--- WORK TO BE COMPLETED ---
Retype the records below word for word and omit any image.

--- THE RECORDS ---
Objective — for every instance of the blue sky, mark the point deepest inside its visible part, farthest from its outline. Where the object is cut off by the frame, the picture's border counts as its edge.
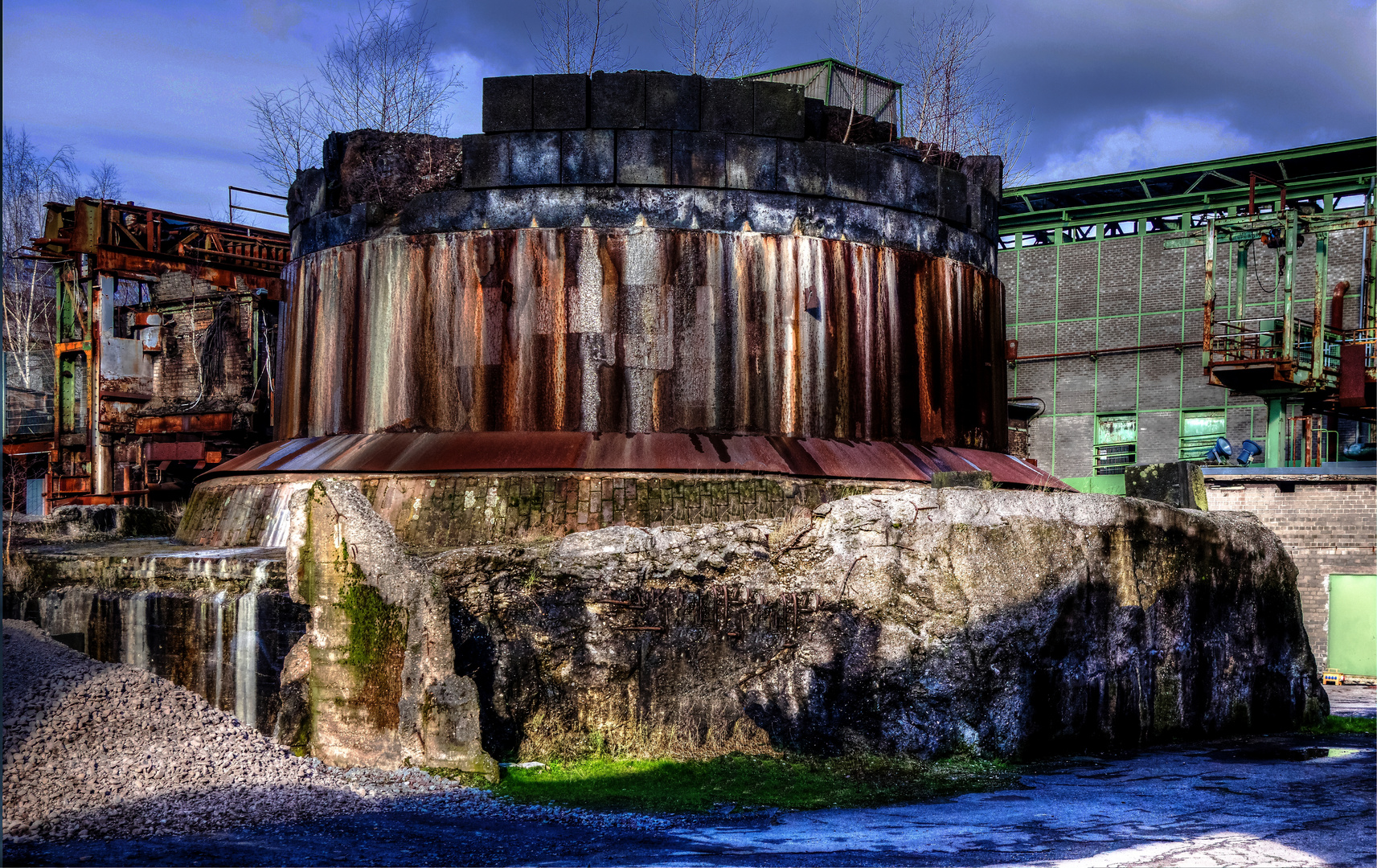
(160, 88)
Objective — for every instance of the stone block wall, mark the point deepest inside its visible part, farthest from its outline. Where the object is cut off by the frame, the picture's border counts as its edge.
(471, 509)
(1326, 528)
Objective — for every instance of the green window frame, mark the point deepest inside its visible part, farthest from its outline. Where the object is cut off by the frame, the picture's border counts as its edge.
(1116, 443)
(1199, 430)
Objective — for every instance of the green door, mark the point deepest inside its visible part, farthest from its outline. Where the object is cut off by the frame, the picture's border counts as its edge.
(1353, 624)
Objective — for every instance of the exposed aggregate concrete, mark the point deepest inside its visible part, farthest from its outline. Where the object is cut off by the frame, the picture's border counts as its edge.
(104, 750)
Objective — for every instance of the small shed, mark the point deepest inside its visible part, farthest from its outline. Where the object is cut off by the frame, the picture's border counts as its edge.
(834, 83)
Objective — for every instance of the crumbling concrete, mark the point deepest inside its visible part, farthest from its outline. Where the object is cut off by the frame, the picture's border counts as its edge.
(1176, 482)
(921, 622)
(383, 688)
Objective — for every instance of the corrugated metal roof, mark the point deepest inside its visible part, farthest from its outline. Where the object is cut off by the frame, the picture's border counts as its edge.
(834, 83)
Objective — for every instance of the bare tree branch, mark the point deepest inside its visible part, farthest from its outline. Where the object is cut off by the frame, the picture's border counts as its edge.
(291, 125)
(572, 42)
(715, 38)
(950, 101)
(854, 42)
(105, 182)
(379, 73)
(29, 181)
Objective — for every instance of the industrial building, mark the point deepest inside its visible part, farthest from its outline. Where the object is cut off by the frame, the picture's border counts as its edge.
(1108, 297)
(162, 356)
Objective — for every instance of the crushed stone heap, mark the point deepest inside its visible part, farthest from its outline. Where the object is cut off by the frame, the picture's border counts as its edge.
(94, 750)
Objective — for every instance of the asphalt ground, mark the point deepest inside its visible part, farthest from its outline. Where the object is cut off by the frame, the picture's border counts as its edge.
(1263, 800)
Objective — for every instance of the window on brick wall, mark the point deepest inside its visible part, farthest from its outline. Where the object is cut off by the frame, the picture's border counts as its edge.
(1199, 430)
(1116, 443)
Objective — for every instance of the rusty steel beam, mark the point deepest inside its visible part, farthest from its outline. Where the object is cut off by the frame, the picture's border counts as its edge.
(581, 451)
(642, 331)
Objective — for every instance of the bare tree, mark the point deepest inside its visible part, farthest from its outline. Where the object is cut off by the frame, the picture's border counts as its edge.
(379, 73)
(31, 179)
(105, 182)
(291, 125)
(715, 38)
(950, 101)
(575, 42)
(854, 42)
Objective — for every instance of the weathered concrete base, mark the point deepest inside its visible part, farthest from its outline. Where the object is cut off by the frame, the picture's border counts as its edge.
(921, 622)
(917, 620)
(1175, 482)
(382, 680)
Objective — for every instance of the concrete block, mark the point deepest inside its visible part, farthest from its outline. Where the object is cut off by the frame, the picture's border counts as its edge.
(801, 167)
(643, 156)
(442, 211)
(985, 171)
(486, 162)
(700, 159)
(1175, 482)
(814, 119)
(865, 222)
(668, 207)
(511, 208)
(953, 204)
(751, 162)
(895, 179)
(822, 218)
(617, 101)
(727, 105)
(963, 478)
(778, 111)
(672, 101)
(924, 194)
(773, 214)
(535, 159)
(712, 208)
(849, 173)
(507, 104)
(559, 102)
(587, 156)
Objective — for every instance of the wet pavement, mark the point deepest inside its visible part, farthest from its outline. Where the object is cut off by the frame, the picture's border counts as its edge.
(1263, 800)
(1272, 800)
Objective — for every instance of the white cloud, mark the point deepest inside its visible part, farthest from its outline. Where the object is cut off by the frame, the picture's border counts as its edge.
(273, 18)
(1161, 140)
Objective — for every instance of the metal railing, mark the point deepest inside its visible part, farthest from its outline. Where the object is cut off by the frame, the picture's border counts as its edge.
(1261, 339)
(29, 422)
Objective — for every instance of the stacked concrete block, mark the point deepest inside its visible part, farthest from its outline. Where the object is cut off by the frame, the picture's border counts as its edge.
(678, 152)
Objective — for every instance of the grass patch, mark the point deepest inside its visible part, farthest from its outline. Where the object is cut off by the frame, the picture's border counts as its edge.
(1344, 727)
(697, 786)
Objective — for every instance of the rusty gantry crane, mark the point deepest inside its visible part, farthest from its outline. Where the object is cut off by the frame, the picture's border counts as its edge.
(162, 347)
(1280, 356)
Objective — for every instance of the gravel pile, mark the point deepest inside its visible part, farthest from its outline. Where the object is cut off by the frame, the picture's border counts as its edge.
(104, 750)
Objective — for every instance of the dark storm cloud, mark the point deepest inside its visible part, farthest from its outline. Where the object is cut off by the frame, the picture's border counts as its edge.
(1102, 82)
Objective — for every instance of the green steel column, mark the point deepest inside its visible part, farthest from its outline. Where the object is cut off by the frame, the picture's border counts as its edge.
(1241, 277)
(1209, 295)
(1317, 354)
(1276, 422)
(1289, 281)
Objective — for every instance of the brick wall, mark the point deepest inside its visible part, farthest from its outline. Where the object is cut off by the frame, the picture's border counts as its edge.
(1131, 291)
(191, 306)
(1328, 528)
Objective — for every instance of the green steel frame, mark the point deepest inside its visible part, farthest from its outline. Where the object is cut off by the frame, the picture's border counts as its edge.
(1156, 206)
(1338, 169)
(828, 65)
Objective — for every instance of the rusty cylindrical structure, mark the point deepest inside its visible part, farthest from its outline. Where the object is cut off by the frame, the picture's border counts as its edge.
(631, 280)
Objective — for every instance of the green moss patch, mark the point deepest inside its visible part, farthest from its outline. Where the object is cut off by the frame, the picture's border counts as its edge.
(1334, 725)
(376, 649)
(747, 781)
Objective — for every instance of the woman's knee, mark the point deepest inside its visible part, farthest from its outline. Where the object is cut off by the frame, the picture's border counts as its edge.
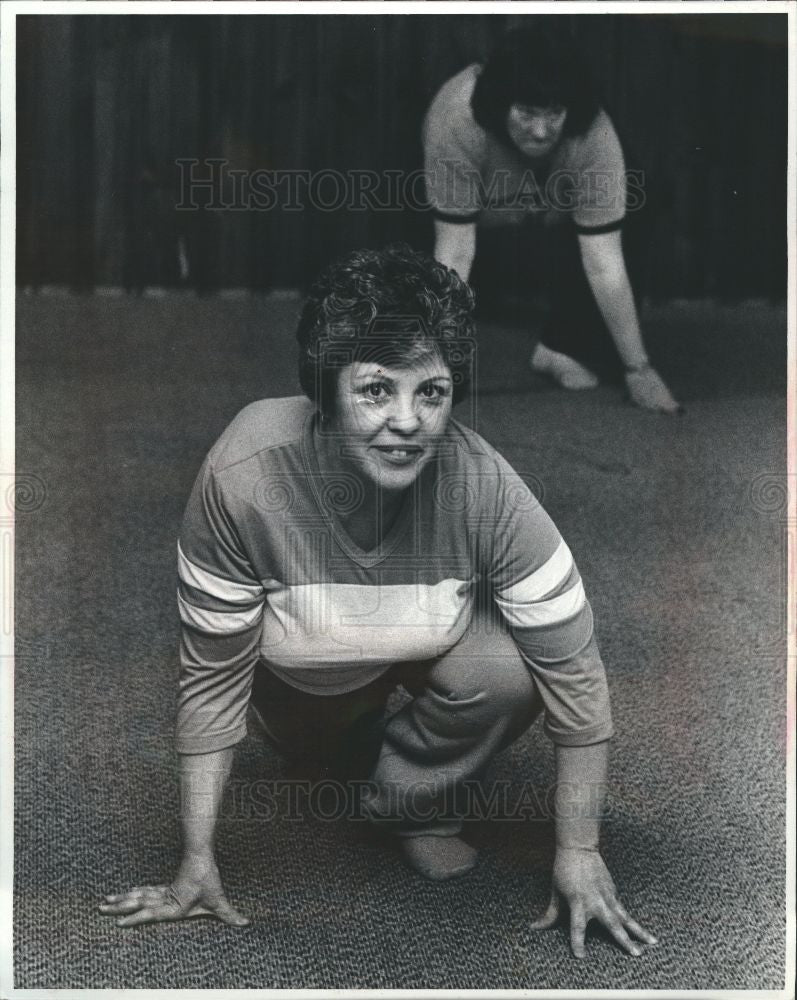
(491, 672)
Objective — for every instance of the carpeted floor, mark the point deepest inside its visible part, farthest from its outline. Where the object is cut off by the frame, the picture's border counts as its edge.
(677, 525)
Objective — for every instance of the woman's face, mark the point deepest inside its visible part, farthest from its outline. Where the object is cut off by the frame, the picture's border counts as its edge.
(388, 420)
(535, 131)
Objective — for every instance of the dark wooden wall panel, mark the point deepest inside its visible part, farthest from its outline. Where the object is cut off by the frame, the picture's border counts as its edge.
(108, 104)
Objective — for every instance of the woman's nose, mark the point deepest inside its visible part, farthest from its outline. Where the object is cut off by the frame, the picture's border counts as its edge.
(539, 129)
(403, 416)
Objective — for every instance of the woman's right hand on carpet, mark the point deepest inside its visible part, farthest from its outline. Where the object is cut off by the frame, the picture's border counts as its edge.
(195, 892)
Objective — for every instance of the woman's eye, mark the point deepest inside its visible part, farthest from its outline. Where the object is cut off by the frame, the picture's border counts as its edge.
(376, 391)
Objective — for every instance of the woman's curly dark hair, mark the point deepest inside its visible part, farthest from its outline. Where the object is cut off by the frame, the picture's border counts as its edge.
(392, 306)
(539, 65)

--- TASK RESPONSE ---
Objective — for every instance of the blue sky, mark the point deepest inside its visible part, farthest from its outline. Where the object is cut off by the frame, the picture's border counts as its edge.
(160, 88)
Objective — for every instance of the stone block wall, mark the point deepest inside its visible part, farthest from its outline. Where the object is cut off by the frame, the picture's border counts as its edge.
(471, 509)
(1326, 528)
Objective — for every instance of the green window frame, mark the point deepest inside its visible part, farthest from its outline. Where the object is cut off by the frame, the picture's border counts as its edge.
(1116, 443)
(1199, 430)
Objective — for every instance of the green door, mark the point deepest inside its visible part, farthest from its outline. Where the object is cut off by the frame, the picture's border counts as its edge.
(1353, 624)
Objective — for every instance of the exposed aggregate concrete, mark the point deepest inside its visible part, farthest from its outline. Where the object is cut off by the frame, the picture's border counts as its edge.
(104, 750)
Objective — for every instance of the small shed, mark the point deepest inside its visible part, farthest from its outline. Where the object is cut off by the frame, the picture's border counts as its edge.
(834, 83)
Objective — for every instance of the crumbling concrete, mark the point deepest inside its visible part, farthest from its outline. Where the object is cut off by the frame, the picture's border counts as its edge.
(1176, 482)
(921, 622)
(383, 688)
Objective — for every instance of the corrugated metal roof, mark the point deepest inside its visible part, farthest from its outline. Where the object is cut off by the frame, the picture's border counts as its edge.
(834, 83)
Objective — for every instance of the bare tree branch, mark the point deepest inside its visible part, farthest from its outline. Where the object is cut off by the frame, the picture's border counts as its edge.
(291, 125)
(572, 42)
(715, 38)
(950, 101)
(854, 42)
(105, 182)
(379, 73)
(29, 181)
Objective — for every instance of the industrial building, mark the point deepest inside its visible part, farthest from its outline. Where the object is cut off by the frame, the picture's border counts as its edge.
(1108, 297)
(162, 356)
Objective — for every instance of the crushed stone heap, mark the point deepest inside its visible part, farthest from its outline. Where the object is cut off by the frame, the picture's border counts as its edge.
(94, 750)
Objective — for every instance of the asphalt ground, mark the point deepest inside its visible part, farthest from its outline. Where the object is cut off by the frame, the picture's border counts as its edge.
(1263, 800)
Objective — for every instance of the window on brick wall, mark the point deepest inside its visible part, farthest from its outline. Where the object is cut off by the frame, the picture's border counts as its edge.
(1199, 430)
(1116, 443)
Objective — for every instance of the rusty steel beam, mark the point deepest inside its visible part, farthest from its outline. Where the object is cut off by the frame, the picture's border counts as its edge.
(581, 451)
(642, 331)
Objective — for every instance of the bare tree, mark the point deepest inside its visible part, farthest from its outline. Where the object is cut off by the frame, the picture's border counts as its edge.
(379, 73)
(31, 179)
(105, 182)
(291, 125)
(715, 38)
(950, 101)
(575, 42)
(854, 42)
Objective — for every instance of the weathered concrete base, mark the point deepest inside its visible part, farthest from its outline. Where the object is cut off by the frame, the picture's border counts as its edge.
(921, 622)
(917, 620)
(1175, 482)
(382, 680)
Objective — for every instance of the concrete block, mark the point deepest inside its visible part, farthest from its outline. Where the object is cut off by the frame, the picture's border counts as its edge.
(801, 167)
(643, 156)
(442, 211)
(985, 171)
(486, 162)
(700, 159)
(1175, 482)
(814, 119)
(865, 222)
(668, 207)
(511, 208)
(953, 204)
(751, 162)
(895, 179)
(822, 218)
(617, 101)
(727, 105)
(963, 478)
(778, 111)
(672, 101)
(924, 194)
(773, 214)
(535, 159)
(712, 208)
(849, 173)
(507, 104)
(559, 102)
(587, 156)
Objective — for every instance of the wet pavement, mark the point deepest inside its visible part, farthest from its outline. Where the object is cut off by the frame, the picture's border counts as its edge.
(1263, 800)
(1272, 800)
Objective — for every instance of the white cloud, mark the point deepest inside its visible part, farthest from its outline. Where the object is cut off by the frame, the picture's border counts as its edge.
(273, 18)
(1161, 140)
Objective — for every instance of the metal railing, mark the point deepest inside its visible part, farthest from its outline. Where the object is cut off by the frame, the picture's border counts as its edge.
(1261, 339)
(29, 422)
Objective — for every instance of the stacked concrete block, mark the point deepest inside its visible part, farthest from its outline. Where the object is cut off by the frame, the picture's border counts as its edge.
(678, 152)
Objective — for every instance of the grass patch, mark the point deepest inside its visible part, farthest from its outline. Where the object is cut off by the frame, the picture's border counts as its edge.
(1344, 727)
(697, 786)
Objective — for every instance of the rusty gantry crane, mark the point deepest inside its visible part, farthest from its outline. Where the object is cut off by the frame, the picture's border counts as its edge.
(162, 347)
(1280, 356)
Objective — for every instance of the gravel pile, mark the point deepest inside its visible part, farthest from its outline. Where the object is cut off by the frame, the picture's border counts as its edge.
(104, 750)
Objective — for every instance of the dark storm cloud, mark the point deepest inside its visible part, farthest from its outline. Where the object is cut off by the frame, the picture's border counts as its edge.
(1102, 82)
Objective — for every instance of the green steel column, mark the point deepest inside its visible part, farthest from its outline. Where the object is cut off by the frame, the picture's border counts as its edge.
(1241, 277)
(1209, 295)
(1317, 354)
(1276, 422)
(1289, 281)
Objective — for every instance of the brick wall, mark the point deepest inside its visible part, farthest from its outline. Where the object is cut off by the frame, the picture's border counts as its edge.
(1131, 291)
(191, 306)
(1328, 528)
Objective — for every instance of the green steel frame, mark the point deepest inside its visible part, farthest from its outline. Where the object is cut off by the frame, the picture's border counts as its edge.
(1156, 206)
(1338, 169)
(828, 65)
Objective — for every instance of the rusty cylindrical structure, mark the point deepest inside its visible part, farthest from its outline. Where the object is cut off by the frame, the picture's border counts as its edge.
(631, 280)
Objective — for every instance of the green moss patch, mark the point deepest inside its visible part, farthest from its outline. Where the object is cut off by the frame, the picture's border counts as its edge.
(1334, 725)
(376, 649)
(747, 781)
Objective — for every instance of the woman's knee, mark the point deepest inside its visible part, farthest from its outline. Where the object is cut off by the frame, the picture's border counts as its edge.
(491, 672)
Objective — for every instance of the carpeted floor, mark the point deepest inside its visible part, farthest from its outline. Where the object is cut off by the frame, the picture's border counts as its edge.
(677, 525)
Objective — for every instance of the woman's face, mark the point deepest inside its visible part, farthest from its outline. Where the object is cut off by the frame, the picture's border counts as its edge.
(388, 420)
(535, 131)
Objective — for every instance of the dark wooden wall panel, mark the point deepest inside its visible part, farthest from its outline. Where the object is cut off by the frame, the picture's border counts as its edge.
(108, 104)
Objective — for every instance of the woman's nose, mark the point deepest inside its visible part, farthest from its outline. Where the object is cut off by the frame, the picture's border counts as its edge.
(539, 129)
(403, 416)
Objective — for every instance of the woman's right hand on carpet, mark the point deepest inside its visible part, farthest from its outline. Where the object is cut off by the frame, the picture's border counts as its edge.
(195, 892)
Objective — for every instance of the woman's eye, mark the point deepest inside its visible part, farthest from its outline. Where the object is cut off by the frame, the picture's border counts as its edge.
(376, 391)
Objective — for every instance of the woman's curly dark hair, mark the point deepest inside its visible part, farthest from its outline. Where the object is cut off by the frame, the picture's border counts as its edge.
(392, 306)
(539, 65)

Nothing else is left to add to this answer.